Vendredi 5 juin 2020

«La première attitude indispensable est d’être capable de se mettre à la place de l’autre. Si je peux me mettre à la place de l’autre, alors nous pouvons réfléchir ensemble.»
Amin Maalouf

Amin Maalouf est né en 1949 à Beyrouth, dans une famille d’intellectuels de confession melkite, c’est-à-dire une petite communauté chrétienne du Liban.

Il a d’abord été journaliste comme son père, puis il est devenu écrivain.

Il a notamment reçu le Prix Goncourt en 1993 pour «Le Rocher de Tanios», et a été élu à l’Académie française en 2011.

Pour ma part j’ai découvert cet auteur par l’essai « Les Croisades vues par les Arabes » qu’il a publié en 1983 qui a été à la fois une révélation et un choc pour moi.

Entendre le point de vue des arabes sur ces grandes expéditions des occidentaux en Palestine, à Jérusalem et plus largement dans les pays de l’Islam entre 1096 et 1291 m’ouvrit d’autres horizons et me fit comprendre qu’il faut accueillir le point de vue de l’autre pour comprendre un évènement dans toute sa dimension.

Dans cet essai Amin Maalouf s’inspire des historiens et des chroniqueurs arabes de l’époque pour raconter comment fut ressenti, dans la civilisation islamique raffinée et sophistiquée de cette époque, l’arrivée des chrétiens pillant, massacrant et ne reculant devant aucune horreur par rapport à « l’autre » qui était « l’infidèle » celui qui ne partageait pas la même religion.

Amin Maalouf fait partie de ces intellectuels qui se révèlent dans le livre « Comprendre de Monde » élaboré à partir de la Revue XXI.

L’entretien qui a été mené par Maxime Amieux et Myriam Blal a été publié dans le N°26 de la revue XXI paru au printemps 2014. Il avait pour titre « Se mettre à la place de l’autre »

★ ★ ★

# Consigne écrite 1:
Reprenez le texte sur Amin Maalouf de « Il a notamment » à « toute sa dimension. » en remplaçant « Prix Goncourt » par « Prix Femina ».

Entrées enregistrées:
★ ★ ★

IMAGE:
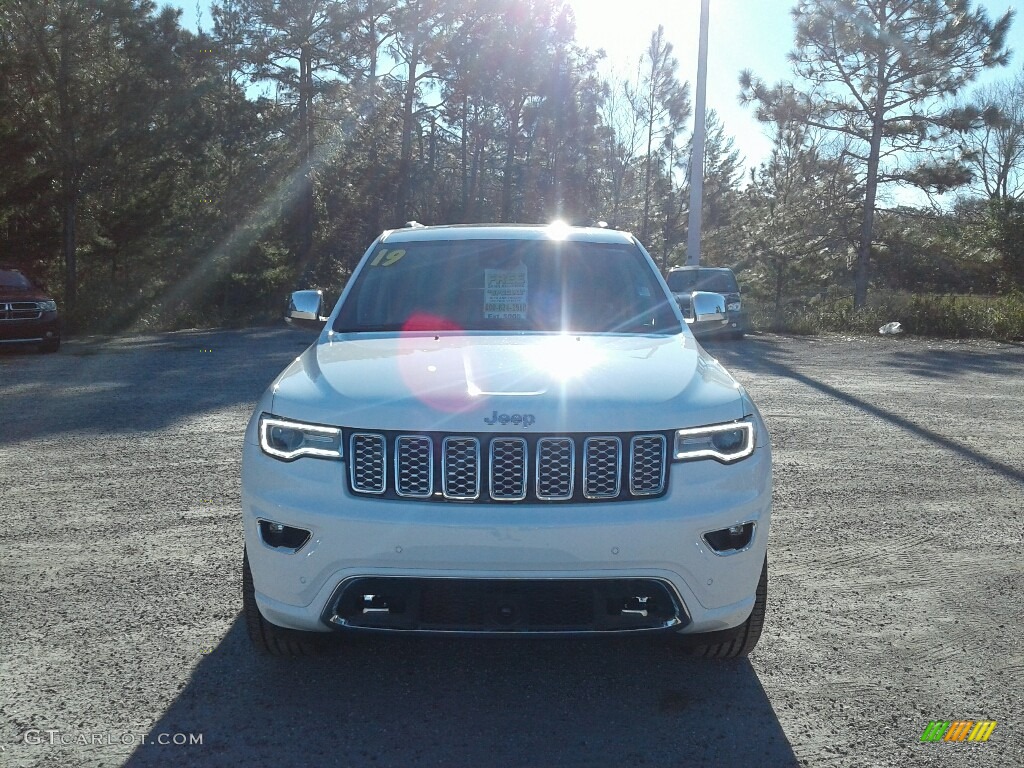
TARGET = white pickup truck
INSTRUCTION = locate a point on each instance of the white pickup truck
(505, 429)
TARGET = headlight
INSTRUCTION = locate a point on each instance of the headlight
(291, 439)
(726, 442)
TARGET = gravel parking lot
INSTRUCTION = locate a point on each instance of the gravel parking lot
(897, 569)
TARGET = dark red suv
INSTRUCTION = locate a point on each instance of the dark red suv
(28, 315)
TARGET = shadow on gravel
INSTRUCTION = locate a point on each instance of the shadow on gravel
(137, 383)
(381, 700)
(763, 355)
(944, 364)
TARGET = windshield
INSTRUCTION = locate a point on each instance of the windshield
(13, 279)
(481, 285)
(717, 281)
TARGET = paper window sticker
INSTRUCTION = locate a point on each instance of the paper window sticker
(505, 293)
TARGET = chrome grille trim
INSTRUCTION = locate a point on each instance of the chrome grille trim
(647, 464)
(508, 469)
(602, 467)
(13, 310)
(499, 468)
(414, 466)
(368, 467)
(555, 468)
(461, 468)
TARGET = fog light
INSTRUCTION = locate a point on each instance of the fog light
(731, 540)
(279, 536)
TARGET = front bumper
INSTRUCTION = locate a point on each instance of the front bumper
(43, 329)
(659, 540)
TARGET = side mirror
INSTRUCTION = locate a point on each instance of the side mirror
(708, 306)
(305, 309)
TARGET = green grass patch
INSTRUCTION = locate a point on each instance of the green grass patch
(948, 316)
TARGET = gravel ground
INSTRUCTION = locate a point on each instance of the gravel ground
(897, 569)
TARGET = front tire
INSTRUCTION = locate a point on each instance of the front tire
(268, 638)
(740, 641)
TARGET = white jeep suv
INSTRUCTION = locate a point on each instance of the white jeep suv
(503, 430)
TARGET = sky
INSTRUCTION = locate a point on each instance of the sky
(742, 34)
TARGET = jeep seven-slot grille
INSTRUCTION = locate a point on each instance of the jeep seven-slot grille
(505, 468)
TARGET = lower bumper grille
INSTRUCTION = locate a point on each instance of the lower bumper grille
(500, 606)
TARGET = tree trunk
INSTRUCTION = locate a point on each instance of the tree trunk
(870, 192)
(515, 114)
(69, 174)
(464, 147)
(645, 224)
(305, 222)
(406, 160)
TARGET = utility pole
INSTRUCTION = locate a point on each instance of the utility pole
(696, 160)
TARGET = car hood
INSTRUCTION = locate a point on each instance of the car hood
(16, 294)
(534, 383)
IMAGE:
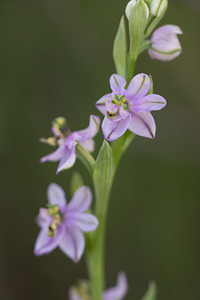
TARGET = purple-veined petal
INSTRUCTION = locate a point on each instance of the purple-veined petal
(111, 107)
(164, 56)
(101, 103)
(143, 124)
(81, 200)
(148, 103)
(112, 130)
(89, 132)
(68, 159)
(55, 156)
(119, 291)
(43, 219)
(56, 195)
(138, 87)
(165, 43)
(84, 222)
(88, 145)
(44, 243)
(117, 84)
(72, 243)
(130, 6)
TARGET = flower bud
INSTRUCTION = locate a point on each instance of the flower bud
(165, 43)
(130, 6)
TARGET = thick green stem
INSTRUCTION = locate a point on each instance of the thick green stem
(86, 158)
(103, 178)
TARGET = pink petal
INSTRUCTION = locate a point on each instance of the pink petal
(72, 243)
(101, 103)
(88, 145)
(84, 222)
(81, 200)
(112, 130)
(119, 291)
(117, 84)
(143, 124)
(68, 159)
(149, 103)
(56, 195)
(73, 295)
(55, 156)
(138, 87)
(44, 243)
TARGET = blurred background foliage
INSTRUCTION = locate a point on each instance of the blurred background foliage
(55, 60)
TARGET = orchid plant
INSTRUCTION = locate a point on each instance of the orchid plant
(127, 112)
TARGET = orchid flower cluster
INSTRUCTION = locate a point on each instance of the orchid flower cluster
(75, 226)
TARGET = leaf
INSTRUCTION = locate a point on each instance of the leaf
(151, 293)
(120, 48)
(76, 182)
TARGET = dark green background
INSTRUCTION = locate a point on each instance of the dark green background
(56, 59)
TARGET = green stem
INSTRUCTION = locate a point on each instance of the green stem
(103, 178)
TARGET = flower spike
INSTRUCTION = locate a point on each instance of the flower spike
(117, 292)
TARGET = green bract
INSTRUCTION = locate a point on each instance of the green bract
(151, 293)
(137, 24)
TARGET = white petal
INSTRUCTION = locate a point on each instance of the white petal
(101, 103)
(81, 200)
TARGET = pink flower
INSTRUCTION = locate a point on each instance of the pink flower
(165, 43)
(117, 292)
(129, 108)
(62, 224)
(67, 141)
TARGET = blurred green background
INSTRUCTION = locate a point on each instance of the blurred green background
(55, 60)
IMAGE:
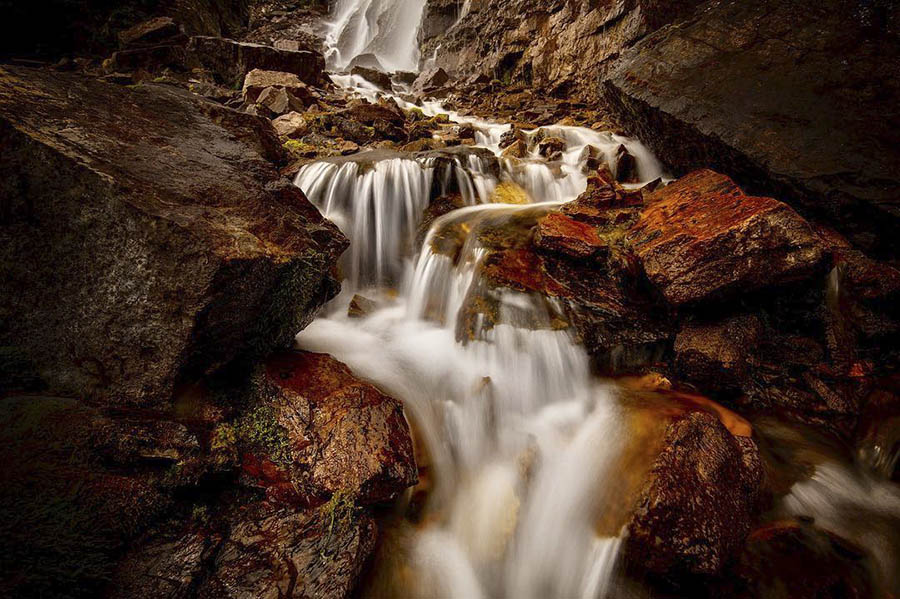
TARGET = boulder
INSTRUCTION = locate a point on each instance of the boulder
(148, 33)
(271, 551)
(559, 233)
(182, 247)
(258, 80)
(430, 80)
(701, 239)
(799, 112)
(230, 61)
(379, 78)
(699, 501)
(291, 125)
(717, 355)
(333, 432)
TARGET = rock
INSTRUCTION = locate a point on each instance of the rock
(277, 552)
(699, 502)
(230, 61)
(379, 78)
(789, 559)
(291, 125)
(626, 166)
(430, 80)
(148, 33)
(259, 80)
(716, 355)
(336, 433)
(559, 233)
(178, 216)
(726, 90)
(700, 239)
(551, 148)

★ ★ ★

# Consigne écrite 2:
Restituez à l'identique les lignes des entrées enregistrées, de la ligne contenant « TARGET = rock » jusqu'à la dernière ligne de ces entrées, les deux bornes comprises.

# Réponse rédigée 1:
Il a notamment reçu le Prix Femina en 1993 pour «Le Rocher de Tanios», et a été élu à l’Académie française en 2011.

Pour ma part j’ai découvert cet auteur par l’essai « Les Croisades vues par les Arabes » qu’il a publié en 1983 qui a été à la fois une révélation et un choc pour moi.

Entendre le point de vue des arabes sur ces grandes expéditions des occidentaux en Palestine, à Jérusalem et plus largement dans les pays de l’Islam entre 1096 et 1291 m’ouvrit d’autres horizons et me fit comprendre qu’il faut accueillir le point de vue de l’autre pour comprendre un évènement dans toute sa dimension.

# Réponse rédigée 2:
TARGET = rock
INSTRUCTION = locate a point on each instance of the rock
(277, 552)
(699, 502)
(230, 61)
(379, 78)
(789, 559)
(291, 125)
(626, 166)
(430, 80)
(148, 33)
(259, 80)
(716, 355)
(336, 433)
(559, 233)
(178, 216)
(726, 90)
(700, 239)
(551, 148)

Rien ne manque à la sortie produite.